***** Ausgangstext

Du kannst diesen Effekt wie unter Punkt 1 beschrieben nachstellen. Das Schöne ist, dass Du diesen Trick auch auf bereits in stereo vorliegenden Audiodateien verwenden kannst, um noch etwas mehr Stereobreite herauszukitzeln. Eine Methode, die ein befreundeter Toningenieur gerne verwendet, beinhaltet eine „helle“ linke Seite und eine „dunkle“ rechte Seite.
6. Mid/Side Stereo
Die letzte Option ist das so genannte M/S Processing, wobei M für Mid (Mitte) und S für Side (Seite) stehen. Es gibt eine Vielzahl von Plugins, die mit dieser Technik arbeiten und die meistens den Parameter „Spread“ dazu anbieten. Wenn Du keines dieser Plugins besitzt, kannst Du den Effekt nachstellen, indem Du eine Monokopie des Originalsignals anlegst, deren Phase invertierst und diese zum Original hinzumischst.

**********

Gib bitte den Teil des Ausgangstexts zwischen „Du kannst diesen“ und „zum Original hinzumischst.“ wortgetreu wieder, beide Stellen eingeschlossen. Stütze dich ausschließlich auf den Ausgangstext.

***** Gegebene Informationen

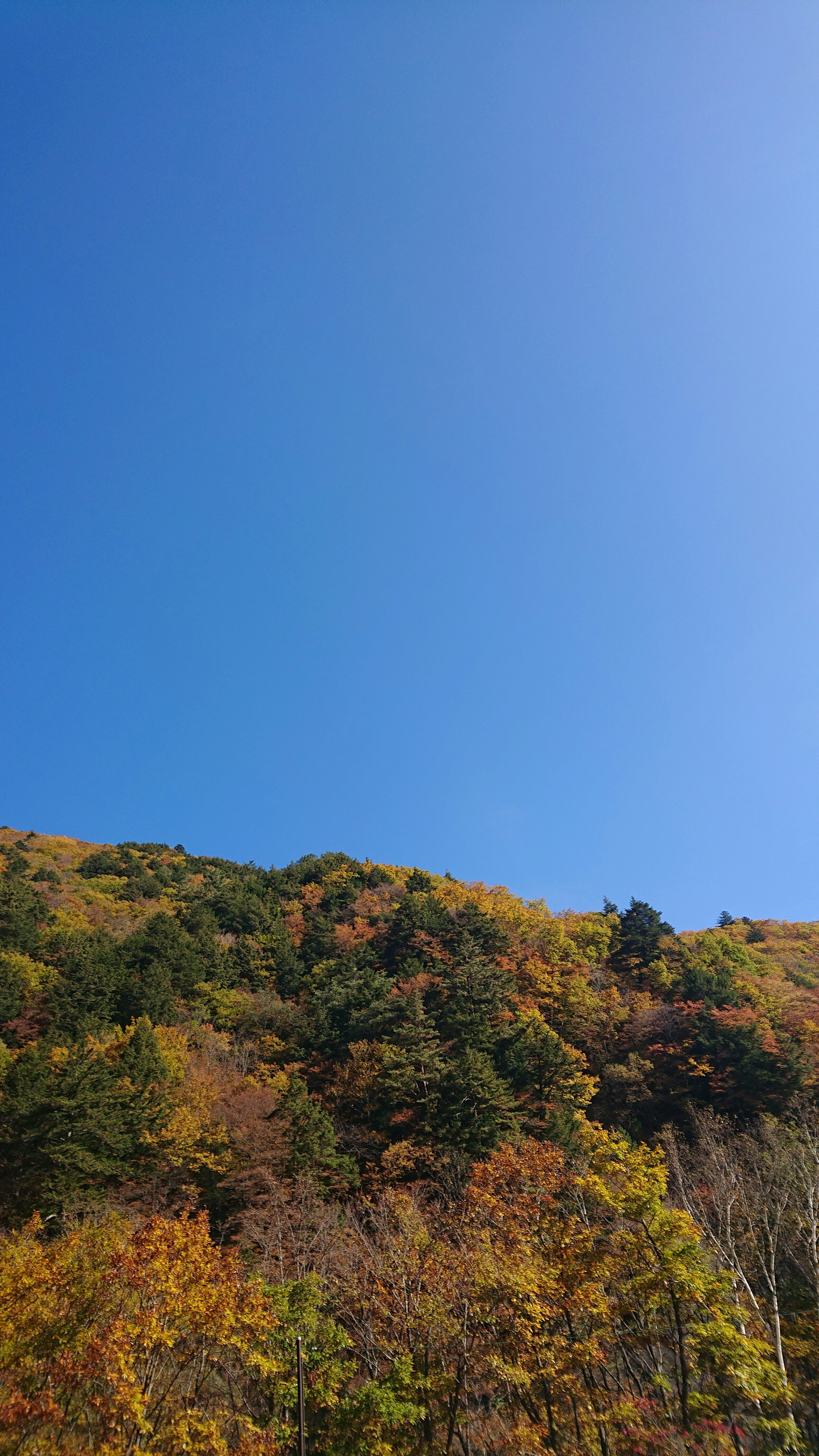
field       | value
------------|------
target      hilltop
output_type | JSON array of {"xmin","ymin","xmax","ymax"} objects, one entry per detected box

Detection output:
[{"xmin": 0, "ymin": 827, "xmax": 819, "ymax": 1456}]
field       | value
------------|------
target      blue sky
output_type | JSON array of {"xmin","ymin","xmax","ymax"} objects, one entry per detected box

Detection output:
[{"xmin": 0, "ymin": 0, "xmax": 819, "ymax": 928}]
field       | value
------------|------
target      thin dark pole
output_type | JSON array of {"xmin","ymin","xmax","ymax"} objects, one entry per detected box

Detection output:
[{"xmin": 296, "ymin": 1335, "xmax": 305, "ymax": 1456}]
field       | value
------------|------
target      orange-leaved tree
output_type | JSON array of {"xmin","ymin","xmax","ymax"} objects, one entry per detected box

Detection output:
[{"xmin": 0, "ymin": 1216, "xmax": 341, "ymax": 1456}]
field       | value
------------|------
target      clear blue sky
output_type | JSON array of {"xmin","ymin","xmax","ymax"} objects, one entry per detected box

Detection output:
[{"xmin": 0, "ymin": 0, "xmax": 819, "ymax": 928}]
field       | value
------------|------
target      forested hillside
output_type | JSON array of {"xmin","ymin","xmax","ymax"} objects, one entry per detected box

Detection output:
[{"xmin": 0, "ymin": 829, "xmax": 819, "ymax": 1456}]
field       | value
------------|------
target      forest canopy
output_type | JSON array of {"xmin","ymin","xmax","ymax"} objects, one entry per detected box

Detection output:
[{"xmin": 0, "ymin": 829, "xmax": 819, "ymax": 1456}]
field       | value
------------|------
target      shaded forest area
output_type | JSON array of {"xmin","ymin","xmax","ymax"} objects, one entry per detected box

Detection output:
[{"xmin": 0, "ymin": 830, "xmax": 819, "ymax": 1456}]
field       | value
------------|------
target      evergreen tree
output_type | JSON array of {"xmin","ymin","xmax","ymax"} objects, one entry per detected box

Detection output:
[
  {"xmin": 609, "ymin": 896, "xmax": 673, "ymax": 974},
  {"xmin": 431, "ymin": 1047, "xmax": 519, "ymax": 1159},
  {"xmin": 281, "ymin": 1073, "xmax": 359, "ymax": 1191}
]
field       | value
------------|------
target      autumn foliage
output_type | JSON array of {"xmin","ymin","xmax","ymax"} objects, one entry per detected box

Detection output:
[{"xmin": 0, "ymin": 830, "xmax": 819, "ymax": 1456}]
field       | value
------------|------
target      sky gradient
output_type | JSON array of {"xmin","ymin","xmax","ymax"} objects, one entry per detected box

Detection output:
[{"xmin": 0, "ymin": 0, "xmax": 819, "ymax": 929}]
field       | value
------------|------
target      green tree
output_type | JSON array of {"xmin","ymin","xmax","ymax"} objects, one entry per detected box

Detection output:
[
  {"xmin": 0, "ymin": 1039, "xmax": 168, "ymax": 1217},
  {"xmin": 281, "ymin": 1073, "xmax": 359, "ymax": 1190},
  {"xmin": 609, "ymin": 896, "xmax": 673, "ymax": 974},
  {"xmin": 431, "ymin": 1047, "xmax": 520, "ymax": 1159}
]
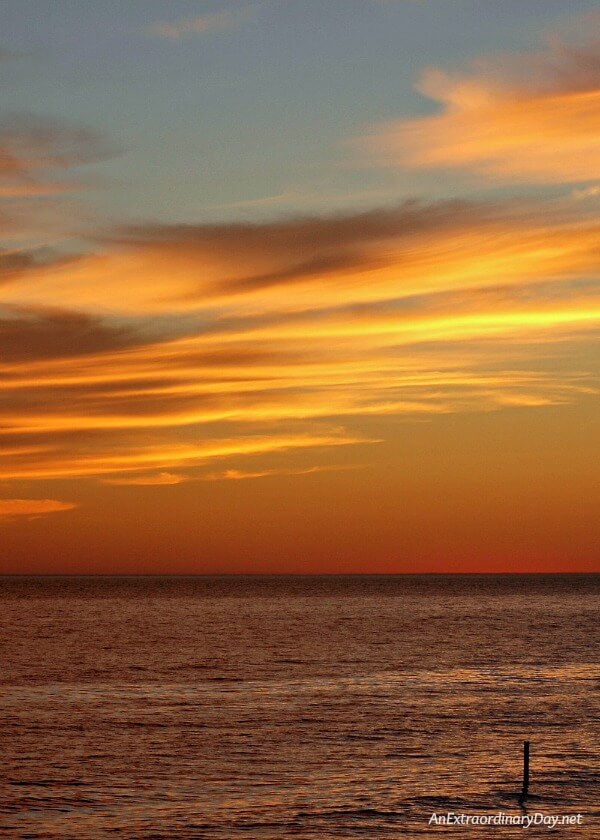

**********

— Antwort —
Du kannst diesen Effekt wie unter Punkt 1 beschrieben nachstellen. Das Schöne ist, dass Du diesen Trick auch auf bereits in stereo vorliegenden Audiodateien verwenden kannst, um noch etwas mehr Stereobreite herauszukitzeln. Eine Methode, die ein befreundeter Toningenieur gerne verwendet, beinhaltet eine „helle“ linke Seite und eine „dunkle“ rechte Seite.
6. Mid/Side Stereo
Die letzte Option ist das so genannte M/S Processing, wobei M für Mid (Mitte) und S für Side (Seite) stehen. Es gibt eine Vielzahl von Plugins, die mit dieser Technik arbeiten und die meistens den Parameter „Spread“ dazu anbieten. Wenn Du keines dieser Plugins besitzt, kannst Du den Effekt nachstellen, indem Du eine Monokopie des Originalsignals anlegst, deren Phase invertierst und diese zum Original hinzumischst.